TWOJE ZADANIE: Policz, w ilu wierszach poniższych pozycji pojawia się słowo „building”. Wielkość liter ma znaczenie, a w odpowiedzi podaj tylko liczbę.

POZYCJE WEJŚCIOWE:
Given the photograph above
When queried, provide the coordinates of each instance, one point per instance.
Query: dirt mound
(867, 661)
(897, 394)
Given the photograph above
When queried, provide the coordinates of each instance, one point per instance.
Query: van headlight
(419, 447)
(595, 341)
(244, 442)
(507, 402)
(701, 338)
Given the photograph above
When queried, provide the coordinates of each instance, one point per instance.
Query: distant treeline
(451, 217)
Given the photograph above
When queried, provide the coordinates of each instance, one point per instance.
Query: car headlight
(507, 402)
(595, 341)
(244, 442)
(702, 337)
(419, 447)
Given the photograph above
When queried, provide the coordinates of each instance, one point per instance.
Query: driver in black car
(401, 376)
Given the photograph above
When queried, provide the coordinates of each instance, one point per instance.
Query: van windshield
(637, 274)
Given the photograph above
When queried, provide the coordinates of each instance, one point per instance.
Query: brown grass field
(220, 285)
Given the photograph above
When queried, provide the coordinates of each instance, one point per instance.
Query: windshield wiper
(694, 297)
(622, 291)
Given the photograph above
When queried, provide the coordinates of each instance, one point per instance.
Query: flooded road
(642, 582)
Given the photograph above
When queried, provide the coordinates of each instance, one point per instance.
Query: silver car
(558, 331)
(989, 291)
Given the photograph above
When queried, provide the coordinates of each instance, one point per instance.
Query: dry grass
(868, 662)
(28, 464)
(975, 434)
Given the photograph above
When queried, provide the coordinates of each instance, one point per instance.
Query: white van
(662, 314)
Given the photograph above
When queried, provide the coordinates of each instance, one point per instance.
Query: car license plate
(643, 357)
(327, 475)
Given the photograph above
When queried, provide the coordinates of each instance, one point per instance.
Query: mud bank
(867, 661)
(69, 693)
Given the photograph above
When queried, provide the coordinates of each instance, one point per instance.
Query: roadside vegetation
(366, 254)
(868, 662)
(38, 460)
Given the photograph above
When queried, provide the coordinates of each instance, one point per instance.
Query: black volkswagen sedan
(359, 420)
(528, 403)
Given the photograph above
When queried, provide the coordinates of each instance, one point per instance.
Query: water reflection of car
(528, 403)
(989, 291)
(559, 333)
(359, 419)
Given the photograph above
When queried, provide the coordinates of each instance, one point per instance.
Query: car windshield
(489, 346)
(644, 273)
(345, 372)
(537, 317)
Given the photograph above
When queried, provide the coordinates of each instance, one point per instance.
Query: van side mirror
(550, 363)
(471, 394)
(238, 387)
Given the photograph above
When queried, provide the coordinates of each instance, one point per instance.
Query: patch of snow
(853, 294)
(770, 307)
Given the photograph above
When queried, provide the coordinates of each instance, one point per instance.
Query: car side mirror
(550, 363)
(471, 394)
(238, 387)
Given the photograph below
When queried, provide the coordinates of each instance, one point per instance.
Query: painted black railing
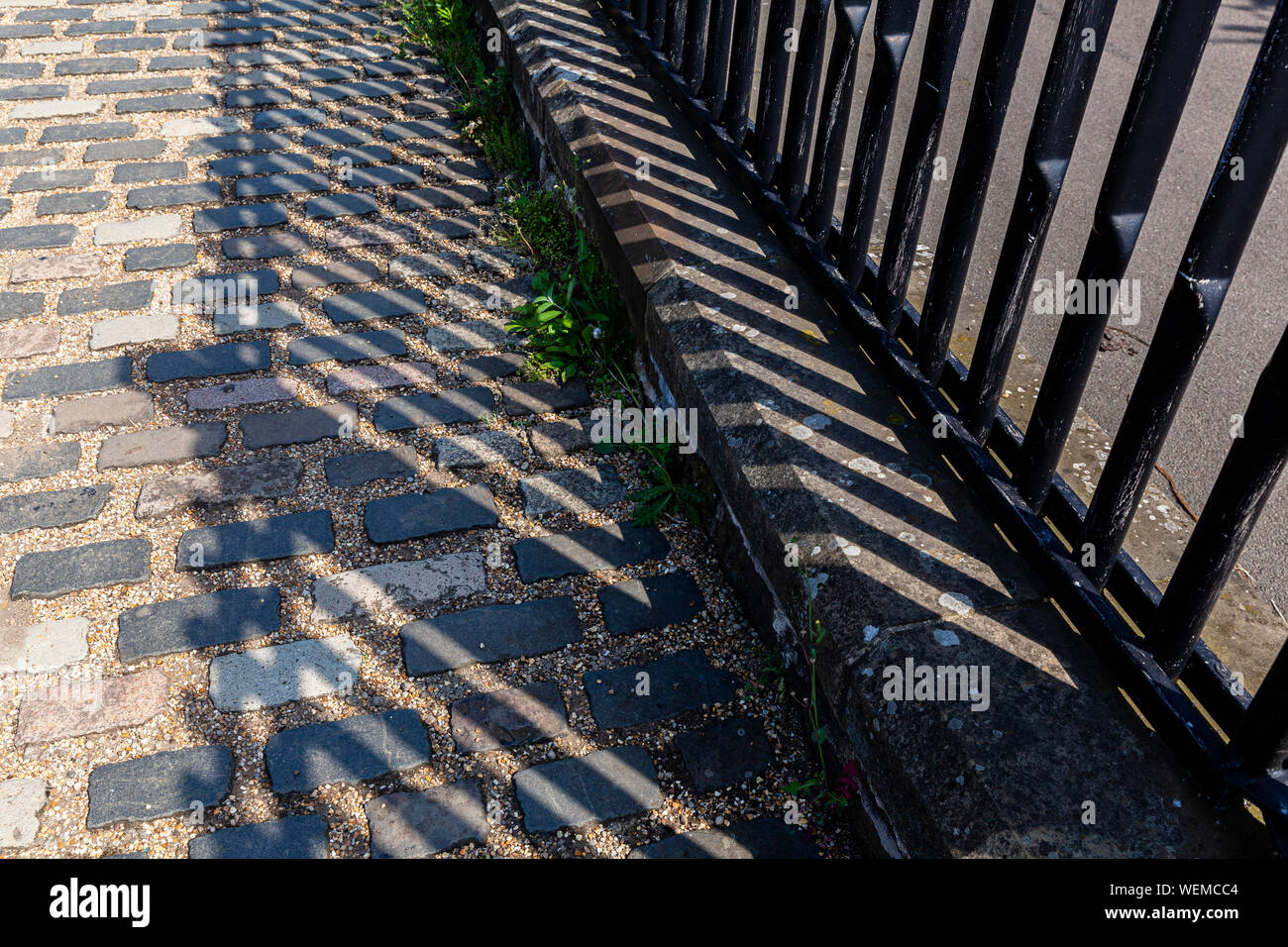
(789, 158)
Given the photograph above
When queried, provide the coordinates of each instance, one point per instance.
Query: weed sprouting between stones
(576, 325)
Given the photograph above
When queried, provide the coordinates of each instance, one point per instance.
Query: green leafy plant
(575, 324)
(542, 223)
(815, 785)
(666, 493)
(773, 674)
(487, 103)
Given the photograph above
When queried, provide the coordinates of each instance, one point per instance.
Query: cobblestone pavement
(295, 565)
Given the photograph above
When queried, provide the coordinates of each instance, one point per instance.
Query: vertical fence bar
(1065, 91)
(656, 25)
(742, 69)
(1154, 108)
(696, 42)
(719, 40)
(917, 166)
(1243, 175)
(1240, 491)
(675, 16)
(995, 78)
(773, 88)
(894, 25)
(824, 174)
(804, 103)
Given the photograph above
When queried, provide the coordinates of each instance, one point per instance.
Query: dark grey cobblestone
(160, 785)
(294, 836)
(489, 633)
(416, 515)
(348, 750)
(58, 380)
(198, 621)
(53, 509)
(583, 789)
(231, 359)
(416, 825)
(62, 571)
(257, 540)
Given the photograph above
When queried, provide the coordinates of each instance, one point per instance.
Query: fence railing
(789, 158)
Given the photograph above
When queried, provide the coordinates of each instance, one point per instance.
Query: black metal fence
(789, 158)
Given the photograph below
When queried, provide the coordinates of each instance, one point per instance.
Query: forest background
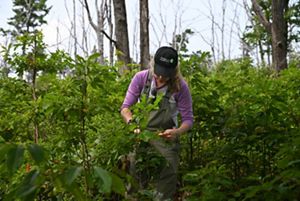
(62, 137)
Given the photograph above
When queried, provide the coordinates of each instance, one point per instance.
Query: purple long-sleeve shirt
(183, 97)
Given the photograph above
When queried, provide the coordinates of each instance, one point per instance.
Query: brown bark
(121, 32)
(98, 28)
(144, 34)
(279, 34)
(277, 29)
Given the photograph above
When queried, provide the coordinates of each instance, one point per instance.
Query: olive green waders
(159, 120)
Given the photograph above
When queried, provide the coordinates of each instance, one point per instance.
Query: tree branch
(261, 17)
(109, 38)
(89, 15)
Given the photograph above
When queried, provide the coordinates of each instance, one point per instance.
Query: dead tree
(144, 34)
(277, 29)
(121, 33)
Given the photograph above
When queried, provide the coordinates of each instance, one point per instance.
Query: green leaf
(117, 184)
(71, 174)
(28, 186)
(146, 136)
(105, 177)
(14, 158)
(37, 153)
(93, 58)
(4, 148)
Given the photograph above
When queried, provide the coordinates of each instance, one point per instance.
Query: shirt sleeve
(134, 90)
(184, 104)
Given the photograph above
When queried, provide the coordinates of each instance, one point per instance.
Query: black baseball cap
(165, 61)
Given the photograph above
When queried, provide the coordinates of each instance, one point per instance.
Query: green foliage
(28, 16)
(244, 119)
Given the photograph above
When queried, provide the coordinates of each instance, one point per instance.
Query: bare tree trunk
(121, 32)
(111, 32)
(279, 34)
(74, 28)
(144, 34)
(277, 30)
(98, 28)
(223, 29)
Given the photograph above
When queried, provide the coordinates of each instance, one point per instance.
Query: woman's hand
(169, 134)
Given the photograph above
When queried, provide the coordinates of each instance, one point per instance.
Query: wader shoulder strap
(147, 85)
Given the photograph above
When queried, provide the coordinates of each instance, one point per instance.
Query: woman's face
(161, 79)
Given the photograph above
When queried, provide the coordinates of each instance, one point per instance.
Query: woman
(164, 78)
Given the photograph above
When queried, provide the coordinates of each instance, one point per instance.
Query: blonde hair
(174, 83)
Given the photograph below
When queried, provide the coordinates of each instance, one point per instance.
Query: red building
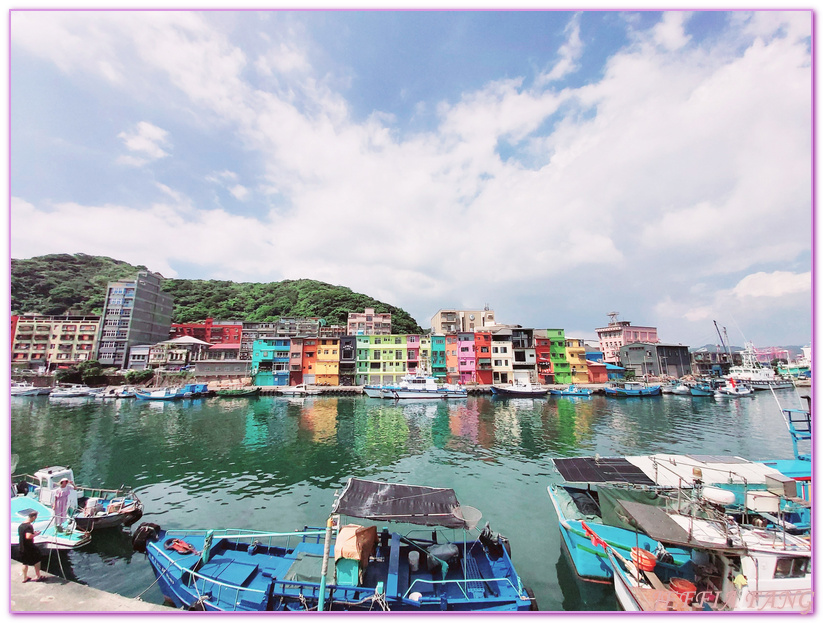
(542, 354)
(225, 332)
(483, 349)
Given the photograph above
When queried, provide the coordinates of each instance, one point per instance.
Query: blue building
(270, 362)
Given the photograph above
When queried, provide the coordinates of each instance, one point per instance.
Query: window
(791, 567)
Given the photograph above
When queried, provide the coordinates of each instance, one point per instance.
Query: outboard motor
(145, 532)
(494, 543)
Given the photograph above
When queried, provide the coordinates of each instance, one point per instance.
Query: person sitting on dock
(29, 554)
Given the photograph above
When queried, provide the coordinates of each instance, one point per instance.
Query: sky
(556, 166)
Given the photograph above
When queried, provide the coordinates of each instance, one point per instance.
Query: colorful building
(438, 356)
(576, 358)
(369, 323)
(561, 370)
(270, 362)
(51, 342)
(327, 371)
(136, 311)
(219, 332)
(483, 351)
(543, 359)
(466, 358)
(618, 334)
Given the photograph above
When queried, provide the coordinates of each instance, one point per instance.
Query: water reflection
(274, 463)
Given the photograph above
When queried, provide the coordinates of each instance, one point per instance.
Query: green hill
(76, 284)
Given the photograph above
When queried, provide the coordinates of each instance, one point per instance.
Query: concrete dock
(58, 595)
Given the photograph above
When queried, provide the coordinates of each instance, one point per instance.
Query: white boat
(24, 388)
(70, 391)
(733, 390)
(68, 537)
(418, 387)
(733, 568)
(751, 373)
(298, 390)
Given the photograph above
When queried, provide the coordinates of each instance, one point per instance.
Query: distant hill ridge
(60, 284)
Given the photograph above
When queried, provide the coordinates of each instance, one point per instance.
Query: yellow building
(576, 356)
(53, 342)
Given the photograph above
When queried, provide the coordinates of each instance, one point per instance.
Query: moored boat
(572, 390)
(68, 537)
(238, 392)
(631, 388)
(733, 568)
(91, 508)
(161, 393)
(754, 375)
(520, 389)
(344, 566)
(298, 390)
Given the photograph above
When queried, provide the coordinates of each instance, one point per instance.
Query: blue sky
(555, 165)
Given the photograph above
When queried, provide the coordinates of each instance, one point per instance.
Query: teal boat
(571, 390)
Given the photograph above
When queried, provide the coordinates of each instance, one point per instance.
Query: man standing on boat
(62, 498)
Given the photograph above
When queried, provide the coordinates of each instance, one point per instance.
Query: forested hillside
(60, 284)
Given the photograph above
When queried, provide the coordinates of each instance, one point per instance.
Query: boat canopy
(597, 470)
(383, 501)
(660, 526)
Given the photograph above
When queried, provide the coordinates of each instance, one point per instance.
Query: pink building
(619, 333)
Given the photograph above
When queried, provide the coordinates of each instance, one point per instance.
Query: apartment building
(136, 311)
(369, 323)
(50, 342)
(461, 320)
(618, 333)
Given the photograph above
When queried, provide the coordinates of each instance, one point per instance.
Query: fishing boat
(731, 389)
(90, 508)
(161, 393)
(73, 390)
(298, 390)
(418, 386)
(519, 389)
(631, 388)
(239, 392)
(344, 566)
(753, 492)
(733, 568)
(68, 537)
(571, 390)
(751, 373)
(25, 388)
(116, 392)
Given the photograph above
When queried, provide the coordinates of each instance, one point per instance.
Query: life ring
(181, 547)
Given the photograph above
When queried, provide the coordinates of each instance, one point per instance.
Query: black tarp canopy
(383, 501)
(596, 470)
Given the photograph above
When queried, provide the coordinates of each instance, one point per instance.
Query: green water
(274, 463)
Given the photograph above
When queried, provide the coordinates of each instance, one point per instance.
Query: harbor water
(273, 463)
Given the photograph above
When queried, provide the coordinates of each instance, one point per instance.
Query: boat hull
(237, 576)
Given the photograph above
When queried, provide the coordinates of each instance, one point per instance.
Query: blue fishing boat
(571, 390)
(582, 519)
(631, 388)
(753, 493)
(344, 566)
(162, 393)
(68, 537)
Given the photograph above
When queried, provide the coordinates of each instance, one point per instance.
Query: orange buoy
(644, 559)
(683, 588)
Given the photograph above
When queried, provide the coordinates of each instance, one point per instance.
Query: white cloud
(145, 140)
(569, 54)
(675, 162)
(773, 285)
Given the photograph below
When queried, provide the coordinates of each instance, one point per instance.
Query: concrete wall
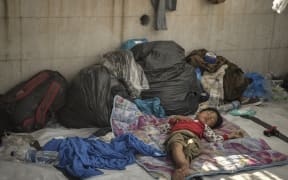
(67, 35)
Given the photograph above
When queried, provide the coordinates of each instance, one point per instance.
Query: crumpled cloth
(80, 157)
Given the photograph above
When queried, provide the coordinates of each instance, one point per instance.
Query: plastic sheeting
(90, 98)
(170, 78)
(123, 66)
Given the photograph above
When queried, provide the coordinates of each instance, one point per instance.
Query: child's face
(207, 117)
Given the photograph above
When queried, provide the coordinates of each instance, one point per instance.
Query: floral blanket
(226, 157)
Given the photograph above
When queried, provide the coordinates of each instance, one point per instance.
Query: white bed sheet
(273, 113)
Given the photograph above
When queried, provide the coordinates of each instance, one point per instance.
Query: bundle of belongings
(131, 92)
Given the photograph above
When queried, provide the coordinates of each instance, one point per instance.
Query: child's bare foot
(179, 174)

WYNIK ĆWICZENIA: 6